EXERCISE PROMPT: Copy out the lines below, starting with the one containing "the glass facade." and ending with the one containing "[[94, 363], [14, 344]]", with both of those lines included.

══ ENTRIES SHOWN

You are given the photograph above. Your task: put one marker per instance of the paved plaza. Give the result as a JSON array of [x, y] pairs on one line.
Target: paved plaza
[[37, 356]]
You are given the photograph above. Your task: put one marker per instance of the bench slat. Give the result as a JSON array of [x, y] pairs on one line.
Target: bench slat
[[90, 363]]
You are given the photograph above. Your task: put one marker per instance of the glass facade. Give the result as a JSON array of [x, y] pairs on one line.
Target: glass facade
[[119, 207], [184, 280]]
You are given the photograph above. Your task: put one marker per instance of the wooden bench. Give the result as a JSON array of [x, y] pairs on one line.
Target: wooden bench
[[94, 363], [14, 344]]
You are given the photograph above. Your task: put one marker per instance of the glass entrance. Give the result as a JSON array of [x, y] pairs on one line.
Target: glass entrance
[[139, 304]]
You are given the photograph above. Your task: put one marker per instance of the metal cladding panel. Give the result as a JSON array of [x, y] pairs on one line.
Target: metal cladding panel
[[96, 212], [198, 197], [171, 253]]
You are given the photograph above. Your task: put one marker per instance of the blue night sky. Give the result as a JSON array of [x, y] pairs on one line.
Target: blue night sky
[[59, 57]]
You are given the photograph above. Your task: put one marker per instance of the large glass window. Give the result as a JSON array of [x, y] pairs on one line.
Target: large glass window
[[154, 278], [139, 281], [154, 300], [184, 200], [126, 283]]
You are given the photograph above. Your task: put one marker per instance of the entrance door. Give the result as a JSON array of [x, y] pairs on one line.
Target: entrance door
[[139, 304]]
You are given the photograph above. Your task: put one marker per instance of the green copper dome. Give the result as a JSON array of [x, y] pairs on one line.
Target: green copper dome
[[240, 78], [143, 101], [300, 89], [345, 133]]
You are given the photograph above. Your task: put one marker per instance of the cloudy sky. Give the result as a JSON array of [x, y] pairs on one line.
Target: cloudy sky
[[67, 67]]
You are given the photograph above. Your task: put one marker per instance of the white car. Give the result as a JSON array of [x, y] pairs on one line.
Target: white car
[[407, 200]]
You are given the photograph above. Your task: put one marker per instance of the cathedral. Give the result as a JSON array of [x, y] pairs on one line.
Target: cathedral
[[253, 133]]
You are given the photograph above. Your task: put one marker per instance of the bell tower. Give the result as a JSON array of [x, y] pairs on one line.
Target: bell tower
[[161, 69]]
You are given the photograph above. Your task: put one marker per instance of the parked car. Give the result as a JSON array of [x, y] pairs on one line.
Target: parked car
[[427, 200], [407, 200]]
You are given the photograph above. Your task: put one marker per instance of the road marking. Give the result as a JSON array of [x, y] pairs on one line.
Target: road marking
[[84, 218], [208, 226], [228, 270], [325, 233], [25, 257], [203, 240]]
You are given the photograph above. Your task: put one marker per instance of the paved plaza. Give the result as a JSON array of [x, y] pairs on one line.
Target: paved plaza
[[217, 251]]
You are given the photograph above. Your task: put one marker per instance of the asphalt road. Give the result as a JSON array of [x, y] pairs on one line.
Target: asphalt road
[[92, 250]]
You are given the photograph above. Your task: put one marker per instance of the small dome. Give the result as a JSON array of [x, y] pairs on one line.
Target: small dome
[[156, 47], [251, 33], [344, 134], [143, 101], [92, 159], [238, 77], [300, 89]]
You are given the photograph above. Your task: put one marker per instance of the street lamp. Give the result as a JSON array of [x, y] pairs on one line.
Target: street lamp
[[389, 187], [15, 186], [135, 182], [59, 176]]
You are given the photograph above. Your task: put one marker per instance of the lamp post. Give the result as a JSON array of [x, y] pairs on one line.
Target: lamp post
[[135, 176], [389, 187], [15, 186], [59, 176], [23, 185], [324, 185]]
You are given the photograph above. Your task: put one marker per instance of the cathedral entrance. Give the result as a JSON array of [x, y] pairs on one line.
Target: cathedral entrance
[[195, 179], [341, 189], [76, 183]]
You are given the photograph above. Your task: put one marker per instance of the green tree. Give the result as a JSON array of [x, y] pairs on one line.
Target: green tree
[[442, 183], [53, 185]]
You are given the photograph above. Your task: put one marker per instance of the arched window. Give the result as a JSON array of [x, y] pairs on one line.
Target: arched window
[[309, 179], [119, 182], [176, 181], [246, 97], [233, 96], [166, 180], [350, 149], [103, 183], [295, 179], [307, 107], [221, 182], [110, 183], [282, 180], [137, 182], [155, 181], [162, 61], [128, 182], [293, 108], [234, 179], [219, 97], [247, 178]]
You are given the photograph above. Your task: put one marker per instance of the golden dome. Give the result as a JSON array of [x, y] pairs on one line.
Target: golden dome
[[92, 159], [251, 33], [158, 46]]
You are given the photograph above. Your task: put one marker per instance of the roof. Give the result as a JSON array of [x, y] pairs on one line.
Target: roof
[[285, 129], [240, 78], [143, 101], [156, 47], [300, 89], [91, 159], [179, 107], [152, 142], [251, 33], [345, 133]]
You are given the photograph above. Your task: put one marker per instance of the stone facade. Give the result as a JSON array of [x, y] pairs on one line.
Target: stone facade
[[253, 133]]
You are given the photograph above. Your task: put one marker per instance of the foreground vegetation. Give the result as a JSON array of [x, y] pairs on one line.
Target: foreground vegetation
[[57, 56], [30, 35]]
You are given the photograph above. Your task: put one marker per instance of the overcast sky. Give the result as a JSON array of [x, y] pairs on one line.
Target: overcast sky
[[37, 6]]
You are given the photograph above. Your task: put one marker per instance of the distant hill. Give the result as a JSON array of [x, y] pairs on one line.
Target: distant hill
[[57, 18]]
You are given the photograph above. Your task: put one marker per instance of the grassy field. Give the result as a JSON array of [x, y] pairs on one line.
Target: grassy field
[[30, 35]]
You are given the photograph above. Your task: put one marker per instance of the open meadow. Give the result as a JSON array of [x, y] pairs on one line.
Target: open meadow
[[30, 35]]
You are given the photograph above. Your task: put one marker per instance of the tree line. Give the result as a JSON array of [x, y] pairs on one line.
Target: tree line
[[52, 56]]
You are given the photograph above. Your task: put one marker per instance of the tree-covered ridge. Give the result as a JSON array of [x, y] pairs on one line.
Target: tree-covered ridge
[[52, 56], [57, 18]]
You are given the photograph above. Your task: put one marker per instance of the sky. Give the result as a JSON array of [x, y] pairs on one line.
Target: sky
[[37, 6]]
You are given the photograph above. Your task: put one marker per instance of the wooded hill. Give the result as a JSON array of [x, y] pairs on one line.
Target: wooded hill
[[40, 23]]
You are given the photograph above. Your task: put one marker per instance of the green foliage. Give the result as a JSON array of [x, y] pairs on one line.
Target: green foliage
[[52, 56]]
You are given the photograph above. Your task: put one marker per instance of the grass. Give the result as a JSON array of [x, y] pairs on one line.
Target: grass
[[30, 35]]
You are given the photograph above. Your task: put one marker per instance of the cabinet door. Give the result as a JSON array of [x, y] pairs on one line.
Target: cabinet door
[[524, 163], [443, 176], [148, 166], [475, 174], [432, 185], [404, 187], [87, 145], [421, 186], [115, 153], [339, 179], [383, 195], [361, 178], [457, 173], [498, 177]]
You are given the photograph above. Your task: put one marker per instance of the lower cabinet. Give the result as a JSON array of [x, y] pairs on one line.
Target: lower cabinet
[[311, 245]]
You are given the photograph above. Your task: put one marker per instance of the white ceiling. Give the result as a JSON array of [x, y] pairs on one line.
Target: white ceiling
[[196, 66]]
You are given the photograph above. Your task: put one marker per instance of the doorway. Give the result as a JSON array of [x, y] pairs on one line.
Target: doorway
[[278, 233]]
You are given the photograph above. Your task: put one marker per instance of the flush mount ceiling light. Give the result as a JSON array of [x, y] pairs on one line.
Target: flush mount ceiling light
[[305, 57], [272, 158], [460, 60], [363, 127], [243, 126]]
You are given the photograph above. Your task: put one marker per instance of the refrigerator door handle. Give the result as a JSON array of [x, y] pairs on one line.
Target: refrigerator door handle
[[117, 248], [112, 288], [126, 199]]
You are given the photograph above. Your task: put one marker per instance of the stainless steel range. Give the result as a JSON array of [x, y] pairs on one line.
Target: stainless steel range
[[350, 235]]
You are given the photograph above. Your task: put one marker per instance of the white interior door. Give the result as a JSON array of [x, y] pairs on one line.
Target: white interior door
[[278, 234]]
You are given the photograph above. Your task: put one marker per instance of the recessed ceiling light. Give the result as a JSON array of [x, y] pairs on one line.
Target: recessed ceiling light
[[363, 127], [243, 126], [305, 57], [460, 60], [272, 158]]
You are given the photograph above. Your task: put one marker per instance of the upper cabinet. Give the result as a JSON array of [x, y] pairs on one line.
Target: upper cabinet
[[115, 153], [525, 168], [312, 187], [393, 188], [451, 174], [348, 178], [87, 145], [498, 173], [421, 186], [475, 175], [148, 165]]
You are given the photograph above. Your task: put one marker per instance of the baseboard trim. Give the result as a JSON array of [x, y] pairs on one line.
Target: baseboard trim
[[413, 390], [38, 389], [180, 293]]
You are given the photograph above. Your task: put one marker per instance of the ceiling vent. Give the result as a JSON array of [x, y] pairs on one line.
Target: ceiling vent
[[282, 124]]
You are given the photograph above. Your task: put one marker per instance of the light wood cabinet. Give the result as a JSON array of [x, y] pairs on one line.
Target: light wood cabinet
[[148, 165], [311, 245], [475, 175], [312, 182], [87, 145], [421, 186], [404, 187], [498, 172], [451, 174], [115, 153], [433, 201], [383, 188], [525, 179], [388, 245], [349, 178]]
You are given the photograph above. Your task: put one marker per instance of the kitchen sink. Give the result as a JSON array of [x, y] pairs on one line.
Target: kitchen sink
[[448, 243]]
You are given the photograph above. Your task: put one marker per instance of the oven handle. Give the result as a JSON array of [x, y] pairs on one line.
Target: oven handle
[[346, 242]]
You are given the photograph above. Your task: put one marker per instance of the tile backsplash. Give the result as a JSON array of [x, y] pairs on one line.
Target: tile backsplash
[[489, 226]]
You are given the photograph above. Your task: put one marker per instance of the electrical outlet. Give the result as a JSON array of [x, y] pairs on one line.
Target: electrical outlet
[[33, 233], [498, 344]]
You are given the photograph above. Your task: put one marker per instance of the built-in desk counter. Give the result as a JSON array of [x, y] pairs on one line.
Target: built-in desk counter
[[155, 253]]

════

WRITTEN RESPONSE:
You are given the photograph above. Your task: put one marker per instance of the glass facade. Give the result as a JSON array of [x, y] pairs on one line.
Target: glass facade
[[119, 207], [184, 280]]
You are given the photograph above. Your task: put one marker per instance of the wooden bench. Give the result as a JSON array of [x, y] pairs on one line.
Target: wooden bench
[[94, 363], [14, 344]]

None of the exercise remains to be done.